Entries from a dataset:
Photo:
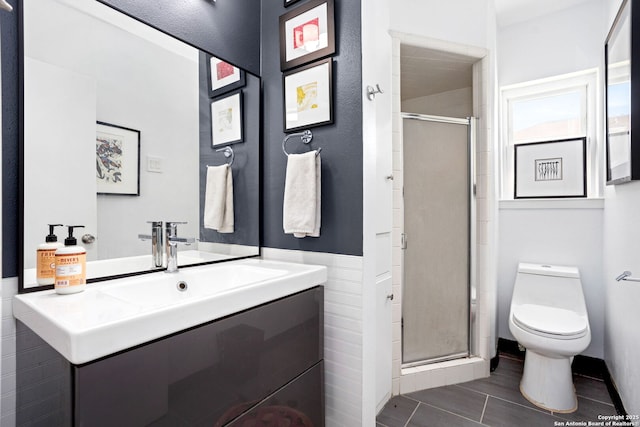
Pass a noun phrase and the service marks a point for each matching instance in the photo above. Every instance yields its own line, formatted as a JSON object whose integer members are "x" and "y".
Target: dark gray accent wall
{"x": 10, "y": 129}
{"x": 228, "y": 29}
{"x": 341, "y": 142}
{"x": 246, "y": 166}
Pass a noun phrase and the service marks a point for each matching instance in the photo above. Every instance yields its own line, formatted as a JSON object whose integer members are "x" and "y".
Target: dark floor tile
{"x": 428, "y": 416}
{"x": 502, "y": 413}
{"x": 503, "y": 383}
{"x": 592, "y": 389}
{"x": 397, "y": 411}
{"x": 588, "y": 410}
{"x": 459, "y": 400}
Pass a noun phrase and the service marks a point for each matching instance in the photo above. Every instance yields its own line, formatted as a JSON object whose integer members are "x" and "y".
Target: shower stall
{"x": 438, "y": 294}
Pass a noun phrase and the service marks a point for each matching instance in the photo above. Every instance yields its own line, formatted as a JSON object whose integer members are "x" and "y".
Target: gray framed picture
{"x": 117, "y": 160}
{"x": 551, "y": 169}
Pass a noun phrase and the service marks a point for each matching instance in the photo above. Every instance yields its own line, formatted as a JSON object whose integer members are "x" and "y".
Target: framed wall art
{"x": 117, "y": 160}
{"x": 308, "y": 96}
{"x": 223, "y": 77}
{"x": 227, "y": 119}
{"x": 622, "y": 144}
{"x": 551, "y": 169}
{"x": 307, "y": 33}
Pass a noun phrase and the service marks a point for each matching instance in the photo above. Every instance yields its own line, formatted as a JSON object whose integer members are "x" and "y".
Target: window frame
{"x": 587, "y": 80}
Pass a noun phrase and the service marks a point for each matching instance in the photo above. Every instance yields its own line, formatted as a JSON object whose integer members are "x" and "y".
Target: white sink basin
{"x": 174, "y": 288}
{"x": 115, "y": 315}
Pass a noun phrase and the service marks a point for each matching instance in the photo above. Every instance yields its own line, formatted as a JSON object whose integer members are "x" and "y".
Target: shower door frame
{"x": 472, "y": 345}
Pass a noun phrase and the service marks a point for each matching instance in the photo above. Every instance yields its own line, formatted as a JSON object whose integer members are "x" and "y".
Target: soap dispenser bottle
{"x": 45, "y": 258}
{"x": 71, "y": 265}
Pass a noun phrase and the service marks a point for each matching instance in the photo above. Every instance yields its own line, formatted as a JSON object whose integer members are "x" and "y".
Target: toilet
{"x": 548, "y": 317}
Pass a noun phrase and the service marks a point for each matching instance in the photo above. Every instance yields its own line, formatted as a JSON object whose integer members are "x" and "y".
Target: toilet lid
{"x": 550, "y": 320}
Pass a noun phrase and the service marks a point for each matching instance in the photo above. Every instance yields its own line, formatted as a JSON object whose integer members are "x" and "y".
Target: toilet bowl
{"x": 548, "y": 317}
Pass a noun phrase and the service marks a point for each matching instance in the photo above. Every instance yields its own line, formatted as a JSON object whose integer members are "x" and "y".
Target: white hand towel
{"x": 218, "y": 199}
{"x": 301, "y": 208}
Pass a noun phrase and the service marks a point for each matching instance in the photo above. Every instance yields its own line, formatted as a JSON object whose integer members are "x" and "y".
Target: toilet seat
{"x": 551, "y": 322}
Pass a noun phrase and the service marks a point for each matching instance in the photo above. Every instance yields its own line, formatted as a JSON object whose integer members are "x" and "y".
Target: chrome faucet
{"x": 156, "y": 242}
{"x": 171, "y": 245}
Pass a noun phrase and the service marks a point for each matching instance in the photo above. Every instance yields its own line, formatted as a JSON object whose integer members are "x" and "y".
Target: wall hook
{"x": 5, "y": 6}
{"x": 371, "y": 91}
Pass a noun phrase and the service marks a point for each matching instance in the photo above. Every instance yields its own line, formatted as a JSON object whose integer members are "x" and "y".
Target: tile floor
{"x": 494, "y": 401}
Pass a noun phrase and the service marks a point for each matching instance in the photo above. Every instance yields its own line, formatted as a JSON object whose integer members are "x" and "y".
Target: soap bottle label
{"x": 70, "y": 270}
{"x": 46, "y": 263}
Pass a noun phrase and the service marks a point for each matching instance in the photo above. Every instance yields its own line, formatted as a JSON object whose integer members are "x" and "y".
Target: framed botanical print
{"x": 308, "y": 96}
{"x": 117, "y": 160}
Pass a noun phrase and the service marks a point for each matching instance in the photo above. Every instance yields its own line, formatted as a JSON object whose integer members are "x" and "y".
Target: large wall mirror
{"x": 95, "y": 76}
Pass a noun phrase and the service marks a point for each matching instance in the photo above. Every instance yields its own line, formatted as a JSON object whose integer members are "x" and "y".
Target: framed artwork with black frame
{"x": 223, "y": 77}
{"x": 308, "y": 96}
{"x": 117, "y": 160}
{"x": 623, "y": 96}
{"x": 551, "y": 169}
{"x": 227, "y": 119}
{"x": 307, "y": 33}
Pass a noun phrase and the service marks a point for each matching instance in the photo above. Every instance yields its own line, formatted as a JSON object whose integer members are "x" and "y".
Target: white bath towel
{"x": 218, "y": 199}
{"x": 301, "y": 209}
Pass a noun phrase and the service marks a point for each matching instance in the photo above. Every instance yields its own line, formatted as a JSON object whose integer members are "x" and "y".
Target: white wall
{"x": 621, "y": 249}
{"x": 563, "y": 42}
{"x": 459, "y": 21}
{"x": 568, "y": 41}
{"x": 141, "y": 85}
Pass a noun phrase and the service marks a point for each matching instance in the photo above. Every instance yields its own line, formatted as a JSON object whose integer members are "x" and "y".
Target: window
{"x": 550, "y": 109}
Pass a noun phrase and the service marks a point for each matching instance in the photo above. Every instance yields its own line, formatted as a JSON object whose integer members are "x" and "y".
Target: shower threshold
{"x": 447, "y": 358}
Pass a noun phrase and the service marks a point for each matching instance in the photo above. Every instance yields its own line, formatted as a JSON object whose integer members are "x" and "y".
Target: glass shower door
{"x": 435, "y": 298}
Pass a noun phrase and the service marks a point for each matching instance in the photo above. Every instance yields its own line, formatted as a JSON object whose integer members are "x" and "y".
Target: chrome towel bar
{"x": 305, "y": 137}
{"x": 228, "y": 152}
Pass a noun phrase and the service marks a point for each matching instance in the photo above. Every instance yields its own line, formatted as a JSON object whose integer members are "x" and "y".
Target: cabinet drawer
{"x": 298, "y": 404}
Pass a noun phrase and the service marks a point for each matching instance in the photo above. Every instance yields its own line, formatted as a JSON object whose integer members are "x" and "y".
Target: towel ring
{"x": 305, "y": 137}
{"x": 228, "y": 152}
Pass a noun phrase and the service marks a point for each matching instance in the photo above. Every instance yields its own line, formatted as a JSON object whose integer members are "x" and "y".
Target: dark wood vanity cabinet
{"x": 260, "y": 367}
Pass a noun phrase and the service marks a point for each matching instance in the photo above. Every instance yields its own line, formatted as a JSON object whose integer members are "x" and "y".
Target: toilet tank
{"x": 550, "y": 285}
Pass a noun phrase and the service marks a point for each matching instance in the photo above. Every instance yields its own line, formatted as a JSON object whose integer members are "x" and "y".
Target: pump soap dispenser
{"x": 71, "y": 265}
{"x": 45, "y": 258}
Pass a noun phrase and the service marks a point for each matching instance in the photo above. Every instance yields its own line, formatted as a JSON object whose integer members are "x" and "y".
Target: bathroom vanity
{"x": 241, "y": 345}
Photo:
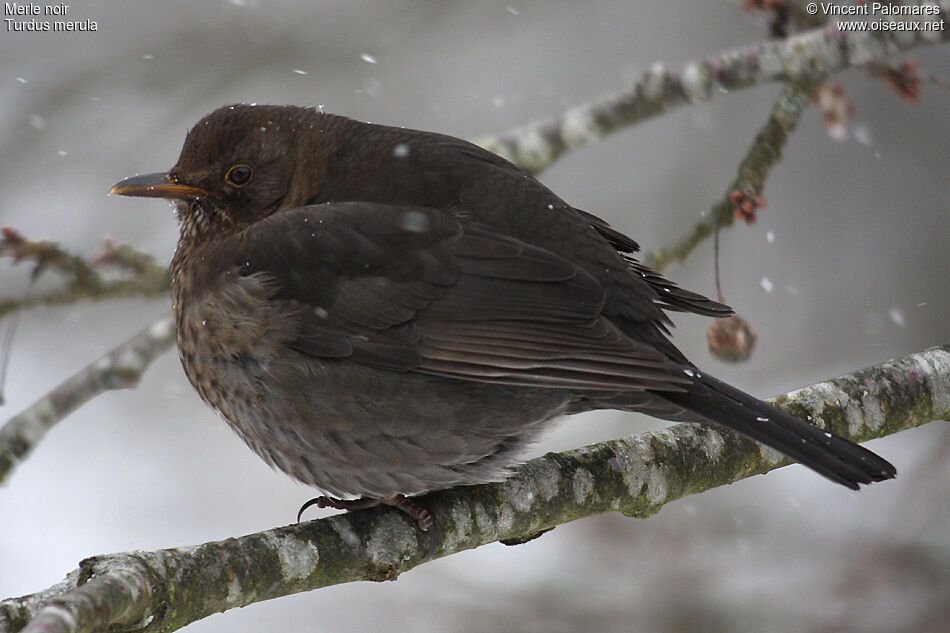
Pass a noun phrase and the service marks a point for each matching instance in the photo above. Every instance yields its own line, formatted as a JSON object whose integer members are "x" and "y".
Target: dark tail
{"x": 836, "y": 458}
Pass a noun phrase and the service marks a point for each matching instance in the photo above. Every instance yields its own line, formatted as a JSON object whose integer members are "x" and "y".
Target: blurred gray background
{"x": 856, "y": 260}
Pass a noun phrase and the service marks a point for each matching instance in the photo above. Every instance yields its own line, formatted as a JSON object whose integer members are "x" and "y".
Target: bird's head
{"x": 238, "y": 165}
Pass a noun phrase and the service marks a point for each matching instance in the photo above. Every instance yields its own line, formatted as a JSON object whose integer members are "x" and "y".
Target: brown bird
{"x": 381, "y": 312}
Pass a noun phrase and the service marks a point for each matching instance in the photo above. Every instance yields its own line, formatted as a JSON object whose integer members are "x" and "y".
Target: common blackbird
{"x": 380, "y": 312}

Goal of the exercise: Locate every line in the entries above that contains the string "wall" and copy each of those lines. Case matters.

Reply to the exercise:
Target: dark gray accent wall
Target: framed wall art
Target: wall hook
Target: large wall mirror
Target: white wall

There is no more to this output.